Tarea breve. Indica cuántas líneas de los registros contienen la palabra "desk", teniendo en cuenta mayúsculas y minúsculas, y responde solo con el número.
- - - - -
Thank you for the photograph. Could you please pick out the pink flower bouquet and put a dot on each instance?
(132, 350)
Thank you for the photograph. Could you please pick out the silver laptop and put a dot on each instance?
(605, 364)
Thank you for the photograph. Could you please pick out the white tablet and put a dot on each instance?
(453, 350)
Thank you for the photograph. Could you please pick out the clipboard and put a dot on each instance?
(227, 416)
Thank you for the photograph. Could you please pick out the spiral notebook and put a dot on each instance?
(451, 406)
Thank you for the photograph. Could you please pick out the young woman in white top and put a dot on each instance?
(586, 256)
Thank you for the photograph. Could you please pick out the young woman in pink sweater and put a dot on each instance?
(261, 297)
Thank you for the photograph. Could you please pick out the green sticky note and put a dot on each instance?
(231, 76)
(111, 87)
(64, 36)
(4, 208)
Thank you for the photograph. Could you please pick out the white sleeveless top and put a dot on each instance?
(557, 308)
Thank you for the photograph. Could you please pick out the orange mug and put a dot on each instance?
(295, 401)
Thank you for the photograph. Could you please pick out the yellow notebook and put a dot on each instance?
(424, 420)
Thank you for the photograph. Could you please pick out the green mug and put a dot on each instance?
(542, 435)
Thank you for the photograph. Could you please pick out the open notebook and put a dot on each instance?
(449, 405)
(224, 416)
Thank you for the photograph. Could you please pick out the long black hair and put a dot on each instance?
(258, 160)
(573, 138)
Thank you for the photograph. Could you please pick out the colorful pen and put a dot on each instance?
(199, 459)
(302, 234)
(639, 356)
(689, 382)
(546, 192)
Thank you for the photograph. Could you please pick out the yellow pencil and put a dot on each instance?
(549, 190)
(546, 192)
- - - - -
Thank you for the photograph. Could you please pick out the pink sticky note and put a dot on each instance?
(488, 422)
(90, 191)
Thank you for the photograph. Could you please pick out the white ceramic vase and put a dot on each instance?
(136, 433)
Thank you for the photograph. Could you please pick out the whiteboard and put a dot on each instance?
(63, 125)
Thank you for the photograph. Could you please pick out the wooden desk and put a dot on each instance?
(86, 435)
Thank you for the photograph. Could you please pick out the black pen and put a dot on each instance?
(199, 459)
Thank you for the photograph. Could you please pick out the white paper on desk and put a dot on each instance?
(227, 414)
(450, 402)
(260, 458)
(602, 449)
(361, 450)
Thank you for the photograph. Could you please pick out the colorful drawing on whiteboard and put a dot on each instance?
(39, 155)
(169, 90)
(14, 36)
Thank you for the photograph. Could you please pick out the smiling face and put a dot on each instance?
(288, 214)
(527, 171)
- - - - -
Solución escrita. 2